*** Selected excerpt Section Begins ***

The dualism is offer for consideration is between matter/energy and space, both of which are substances. Space is not material but it is part of the physical universe. 
moreover, our understanding of space and spatial relations as 3-dimensional is something that evolved throughout the animal kingdom and is, therefore, Euclidean geometry is not just a conceptual construct we can choose at will. 

I argue that physicalism is false because it denies or overlooks the existence of the spatial substance. It's not just a matter of incompleteness, as if physicalism or science generally is a "work in progress" and we should just give them more time to figure it out or gather more data. Physics is deeply vested (for strong reasons) in the exclusion of absolute space as a substance having causal powers that affect matter, preferring instead to calculate the distances between material masses, thereby "relativizing" space. It's replacement is "spacetime", which denies the existence of both space and time as distinct aspects of the physical world. We are left with an infinite range of 4-D spacetime coordinate, all of which are equally true at any moment. 

My question here is an attempt to stimulate people to consider the natural world outside of the spacetime concept that engulfs our thinking about the universe in an invisible, ubiquitous and entirely conceptual black hole. Most of us today lack the intellectual "velocity" to escape this singularity of thought. We see it as a waste of time. Even most educated people are like you and react immediately with skepticism, killing any inferential momentum that might be gained by taking a new and different look at things. 

In my view Physicalism is fundamentally flawed as a way to explain the disparity between quantum physics and the physics of gravitation, the GTR. It is also fatally flawed as a way to understand how consciousness fits in as a part of the physical universe. It also turns moral and aesthetic reasoning into a quagmire of relativistic equivocation. Now I am not trying to turn us toward some rationalistic deduction or spiritualistic insight to seek a solution. 

Rather, I suggest we need to step back and take a broader look at what empirical reasoning is, as a product of biological and cultural evolution... not just as a formal system. So, it is a very broad and comprehensive critique that I am suggesting. It requires significant intellectual background and learning just to understand the factual and inferential power and scope of the received wisdom... more than what most people even bring to the table. But what I ask is the additional willingness to suspend belief in the mainstream views and, at the same time, to suspend disbelief in discredited beliefs in the existence of space, the viability of metaphysics and ontology as credible empirical inquiries and the possibility of intelligible solutions to the philosophical problems of mind, morality and aesthetics.

*** Selected excerpt Section Ends ***

● **Problem statement**
Reproduce the argument about space and physicalism, everything from "I argue that" down to "at any moment.".

*** Material shown Section Begins ***

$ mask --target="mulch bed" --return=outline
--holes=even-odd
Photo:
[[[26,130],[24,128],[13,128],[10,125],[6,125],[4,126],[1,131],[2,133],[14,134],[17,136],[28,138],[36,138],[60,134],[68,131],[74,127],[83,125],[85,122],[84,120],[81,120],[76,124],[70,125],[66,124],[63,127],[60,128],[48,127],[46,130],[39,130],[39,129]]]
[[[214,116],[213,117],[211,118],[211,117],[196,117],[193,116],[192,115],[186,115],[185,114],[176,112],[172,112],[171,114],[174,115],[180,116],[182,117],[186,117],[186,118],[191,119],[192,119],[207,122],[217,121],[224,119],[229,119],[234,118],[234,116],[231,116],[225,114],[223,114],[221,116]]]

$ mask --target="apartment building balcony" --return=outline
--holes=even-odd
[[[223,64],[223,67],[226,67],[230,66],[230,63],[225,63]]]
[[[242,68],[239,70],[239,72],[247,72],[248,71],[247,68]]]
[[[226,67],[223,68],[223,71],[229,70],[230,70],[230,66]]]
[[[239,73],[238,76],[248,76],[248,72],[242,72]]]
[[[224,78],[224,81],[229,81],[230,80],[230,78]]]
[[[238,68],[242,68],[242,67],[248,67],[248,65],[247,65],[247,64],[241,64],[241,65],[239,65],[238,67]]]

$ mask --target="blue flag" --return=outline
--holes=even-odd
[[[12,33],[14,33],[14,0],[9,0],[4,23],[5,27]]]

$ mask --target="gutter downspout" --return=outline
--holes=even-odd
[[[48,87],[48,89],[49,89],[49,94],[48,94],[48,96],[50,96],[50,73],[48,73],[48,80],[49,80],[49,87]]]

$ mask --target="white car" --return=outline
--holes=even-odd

*** Material shown Section Ends ***

● **Answer space**
I argue that physicalism is false because it denies or overlooks the existence of the spatial substance. It's not just a matter of incompleteness, as if physicalism or science generally is a "work in progress" and we should just give them more time to figure it out or gather more data. Physics is deeply vested (for strong reasons) in the exclusion of absolute space as a substance having causal powers that affect matter, preferring instead to calculate the distances between material masses, thereby "relativizing" space. It's replacement is "spacetime", which denies the existence of both space and time as distinct aspects of the physical world. We are left with an infinite range of 4-D spacetime coordinate, all of which are equally true at any moment.